◆ EXTRACTED DATA

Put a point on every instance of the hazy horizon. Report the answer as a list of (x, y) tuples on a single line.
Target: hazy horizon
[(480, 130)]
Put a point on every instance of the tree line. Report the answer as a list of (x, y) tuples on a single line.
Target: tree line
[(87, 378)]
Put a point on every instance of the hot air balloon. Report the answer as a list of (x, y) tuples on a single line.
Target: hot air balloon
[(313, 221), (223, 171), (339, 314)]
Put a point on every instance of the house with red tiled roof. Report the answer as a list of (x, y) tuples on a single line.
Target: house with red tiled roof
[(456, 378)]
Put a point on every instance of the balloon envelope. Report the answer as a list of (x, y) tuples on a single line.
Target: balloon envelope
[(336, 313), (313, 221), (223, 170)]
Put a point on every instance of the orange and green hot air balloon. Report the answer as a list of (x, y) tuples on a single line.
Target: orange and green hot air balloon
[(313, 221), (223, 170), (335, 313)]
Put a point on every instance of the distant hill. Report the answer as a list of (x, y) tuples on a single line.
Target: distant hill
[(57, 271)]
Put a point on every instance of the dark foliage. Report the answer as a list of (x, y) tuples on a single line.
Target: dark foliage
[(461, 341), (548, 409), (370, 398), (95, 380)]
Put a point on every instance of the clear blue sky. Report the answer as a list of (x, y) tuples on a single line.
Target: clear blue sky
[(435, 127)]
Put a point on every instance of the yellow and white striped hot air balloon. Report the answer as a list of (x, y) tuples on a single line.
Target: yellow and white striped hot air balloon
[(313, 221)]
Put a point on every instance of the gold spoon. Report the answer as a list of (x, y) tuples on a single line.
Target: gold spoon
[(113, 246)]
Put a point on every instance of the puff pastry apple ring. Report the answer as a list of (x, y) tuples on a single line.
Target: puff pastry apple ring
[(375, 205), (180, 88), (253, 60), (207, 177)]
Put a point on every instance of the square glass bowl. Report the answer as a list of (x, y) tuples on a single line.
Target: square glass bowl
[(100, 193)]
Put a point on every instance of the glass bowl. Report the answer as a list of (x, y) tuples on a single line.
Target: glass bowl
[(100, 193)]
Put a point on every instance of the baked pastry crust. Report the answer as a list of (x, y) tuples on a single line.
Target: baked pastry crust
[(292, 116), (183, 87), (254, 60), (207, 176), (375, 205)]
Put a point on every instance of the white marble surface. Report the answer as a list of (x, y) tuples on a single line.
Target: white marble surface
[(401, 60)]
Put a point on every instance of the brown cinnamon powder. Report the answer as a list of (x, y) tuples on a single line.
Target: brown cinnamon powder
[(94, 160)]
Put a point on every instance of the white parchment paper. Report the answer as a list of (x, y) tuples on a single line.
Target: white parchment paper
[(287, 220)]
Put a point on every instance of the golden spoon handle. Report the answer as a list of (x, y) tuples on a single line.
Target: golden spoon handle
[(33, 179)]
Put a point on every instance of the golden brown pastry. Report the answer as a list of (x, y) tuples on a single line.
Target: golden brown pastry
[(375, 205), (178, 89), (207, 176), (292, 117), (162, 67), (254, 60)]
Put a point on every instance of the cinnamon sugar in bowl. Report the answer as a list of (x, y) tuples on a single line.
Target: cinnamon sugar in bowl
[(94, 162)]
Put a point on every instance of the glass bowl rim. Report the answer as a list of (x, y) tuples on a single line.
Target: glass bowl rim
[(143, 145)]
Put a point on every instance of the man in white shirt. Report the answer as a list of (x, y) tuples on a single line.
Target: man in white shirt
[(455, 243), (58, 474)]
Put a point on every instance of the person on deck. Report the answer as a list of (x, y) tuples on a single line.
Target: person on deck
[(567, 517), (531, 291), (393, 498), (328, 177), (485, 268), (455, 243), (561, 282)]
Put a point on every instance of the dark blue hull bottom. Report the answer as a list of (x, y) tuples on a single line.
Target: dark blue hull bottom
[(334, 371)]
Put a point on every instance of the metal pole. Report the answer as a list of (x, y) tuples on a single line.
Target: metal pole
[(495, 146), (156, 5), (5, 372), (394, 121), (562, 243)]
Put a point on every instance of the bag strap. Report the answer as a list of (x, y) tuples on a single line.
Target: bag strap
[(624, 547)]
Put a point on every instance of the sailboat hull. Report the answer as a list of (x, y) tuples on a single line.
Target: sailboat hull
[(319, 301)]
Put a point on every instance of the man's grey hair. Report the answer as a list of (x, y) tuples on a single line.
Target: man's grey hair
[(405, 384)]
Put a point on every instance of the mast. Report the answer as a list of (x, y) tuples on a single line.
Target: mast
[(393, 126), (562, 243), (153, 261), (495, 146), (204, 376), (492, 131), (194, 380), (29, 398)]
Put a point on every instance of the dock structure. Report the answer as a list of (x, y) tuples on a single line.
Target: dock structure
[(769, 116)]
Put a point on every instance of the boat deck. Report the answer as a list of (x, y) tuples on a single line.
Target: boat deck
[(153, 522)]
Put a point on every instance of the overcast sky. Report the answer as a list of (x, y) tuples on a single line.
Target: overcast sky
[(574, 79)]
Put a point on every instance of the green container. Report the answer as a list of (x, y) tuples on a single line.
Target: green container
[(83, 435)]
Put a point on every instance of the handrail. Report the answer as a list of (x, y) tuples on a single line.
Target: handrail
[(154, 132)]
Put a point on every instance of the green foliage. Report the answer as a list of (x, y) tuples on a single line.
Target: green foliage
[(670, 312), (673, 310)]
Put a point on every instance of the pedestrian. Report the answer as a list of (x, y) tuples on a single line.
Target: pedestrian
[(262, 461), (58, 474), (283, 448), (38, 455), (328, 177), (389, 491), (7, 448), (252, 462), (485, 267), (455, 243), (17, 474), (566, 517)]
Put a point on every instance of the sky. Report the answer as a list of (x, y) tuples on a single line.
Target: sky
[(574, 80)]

◆ GOAL OF THE EXERCISE
In full and verbatim, repeat the records given above.

◆ THE RESPONSE
Put a point on every instance of the hazy horizon. Report the answer as a list of (x, y) tuples on a single line.
Target: hazy horizon
[(480, 130)]
Put a point on every instance of the tree line. Report the answer as a list of (x, y) tuples on a single line.
Target: tree line
[(87, 378)]
Put a point on every instance of the hot air balloon. Report the answer as a list of (x, y) tuples on a single line.
Target: hot air balloon
[(313, 221), (223, 171), (339, 314)]
Put a point on every instance of the house with red tiled roof. Report the answer as a list of (x, y) tuples on a single line.
Target: house with red tiled roof
[(456, 378)]
Put a point on every instance of the balloon envelope. Report the answer as a list of (x, y) tuples on a single line.
Target: balloon envelope
[(336, 313), (313, 221), (223, 170)]
Put a point on every instance of the orange and green hot air balloon. Report the answer as a list of (x, y) tuples on a single line.
Target: orange and green hot air balloon
[(313, 221), (223, 170), (335, 313)]
Put a point on every instance of the distant hill. Report the answer as a list of (x, y) tuples on a single line.
Target: distant hill
[(57, 271)]
Put a point on every instance of the dark foliage. Report the answer as a list of (x, y) tuples on a single line.
Target: dark foliage
[(461, 341), (548, 409), (370, 398), (95, 380)]
Put a point on every instance of the clear blue sky. Report the answer as a list of (x, y) tuples on a single line.
Target: clear blue sky
[(435, 127)]
Put a point on every instance of the yellow and white striped hot air balloon. Report the answer as a list of (x, y) tuples on a single line.
Target: yellow and white striped hot air balloon
[(313, 221)]
Put a point on every instance of the gold spoon. Report the answer as a list of (x, y) tuples on a single line.
Target: gold spoon
[(113, 246)]
Put a point on every instance of the puff pastry apple ring. Report the answer as a list of (x, y) tuples on a single line.
Target: puff pastry apple ring
[(375, 205), (180, 88), (253, 60), (207, 177)]
Put a point on every instance of the square glass bowl. Report the answer as a list of (x, y) tuples on a single line.
Target: square glass bowl
[(100, 193)]
Put a point on every instance of the glass bowl. Report the answer as a list of (x, y) tuples on a single line.
Target: glass bowl
[(100, 193)]
Put a point on every instance of the baked pastry crust. Report the answer as a list of (x, y) tuples on a single line.
Target: baked pastry crust
[(292, 116), (183, 87), (254, 60), (207, 176), (375, 205)]
Put a point on every instance of the white marble surface. Report the answer as a list of (x, y) tuples on a single line.
Target: white marble surface
[(401, 60)]
Put a point on every instance of the brown cinnamon powder. Report the answer as a list of (x, y) tuples on a single line.
Target: brown cinnamon powder
[(94, 160)]
Put a point on every instance of the white parchment paper. Report the answer as a list of (x, y) tuples on a single line.
Target: white parchment paper
[(287, 220)]
Put a point on every instance of the golden spoon handle. Report the answer as a list of (x, y) tuples on a single line.
Target: golden spoon handle
[(33, 179)]
Put a point on every instance of the golden brown pastry. Report the answer as a list of (x, y) tuples on a single line.
Target: golden brown pastry
[(375, 205), (178, 89), (207, 176), (292, 117), (162, 67), (254, 60)]
Put a point on every instance of the cinnamon sugar in bowl. Report the answer as a list of (x, y) tuples on a single line.
Target: cinnamon sugar in bowl
[(94, 162)]
Put a point on every instance of the glass bowl rim. Report the answer as a list of (x, y) tuples on a single line.
Target: glass bowl rim
[(143, 145)]
Put a point on every instance of the man in white shirt. Report the answer as a list of (x, y) tuples on a single line.
Target: man in white shirt
[(455, 243), (58, 474)]
Put a point on every instance of the person on deck. Report the answer as a list of (x, y) tuples on a single line.
Target: person on deck
[(567, 517), (531, 291), (393, 498), (328, 177), (485, 268), (455, 243), (561, 282)]
Put a point on every instance of the dark blue hull bottom. Report the answer as a list of (x, y) tuples on a single line.
Target: dark blue hull bottom
[(334, 371)]
Put a point on every instance of the metal pole. Report the answer as a list of (x, y) tuples on a single line.
Target: metal pole
[(495, 146), (156, 5), (5, 372), (394, 121), (562, 243)]
Put a point on every instance of the bag strap. Report the answer as a list of (x, y) tuples on a single line.
Target: bag strap
[(624, 547)]
Put a point on every instance of the sailboat hull. Report the answer as a list of (x, y) tuples on a single line.
Target: sailboat hull
[(319, 301)]
Put a point on every instance of the man's grey hair. Report the answer as a list of (x, y) tuples on a single line.
Target: man's grey hair
[(405, 384)]
Put a point on every instance of the mast. Report the answer as a list of (x, y) tuples on a single line.
Target: mast
[(393, 126), (562, 243), (153, 261), (495, 146), (204, 376), (492, 131), (194, 380), (29, 398)]
Put a point on every instance of the dock structure. Report the answer as a list of (x, y) tuples on a single line.
Target: dock structure
[(769, 116)]
Put a point on every instance of the boat deck. Report the answer as a list of (x, y) tuples on a single line.
Target: boat deck
[(153, 522)]
Put a point on every instance of the overcast sky. Report the answer as a list of (x, y) tuples on a single line.
Target: overcast sky
[(574, 79)]
Put a point on every instance of the green container. Report the answer as a list of (x, y) tuples on a single line.
Target: green container
[(83, 435)]
Put a point on every instance of the handrail. Report the answer as a list of (x, y) tuples on a single line.
Target: handrail
[(154, 132)]
Put a point on every instance of the green foliage. Report the answer as a list of (x, y) tuples on a single line.
Target: green foliage
[(670, 312), (673, 310)]
Put a point on every instance of the pedestrian. Report the answer as a list of (x, y) tuples on a single line.
Target: pedestrian
[(262, 461), (58, 474), (283, 448), (38, 455), (328, 177), (389, 491), (7, 448), (252, 462), (485, 267), (455, 243), (17, 474), (566, 517)]
Put a point on every instance of the sky. Report the answer as a list of (x, y) tuples on a single line.
Target: sky
[(574, 80)]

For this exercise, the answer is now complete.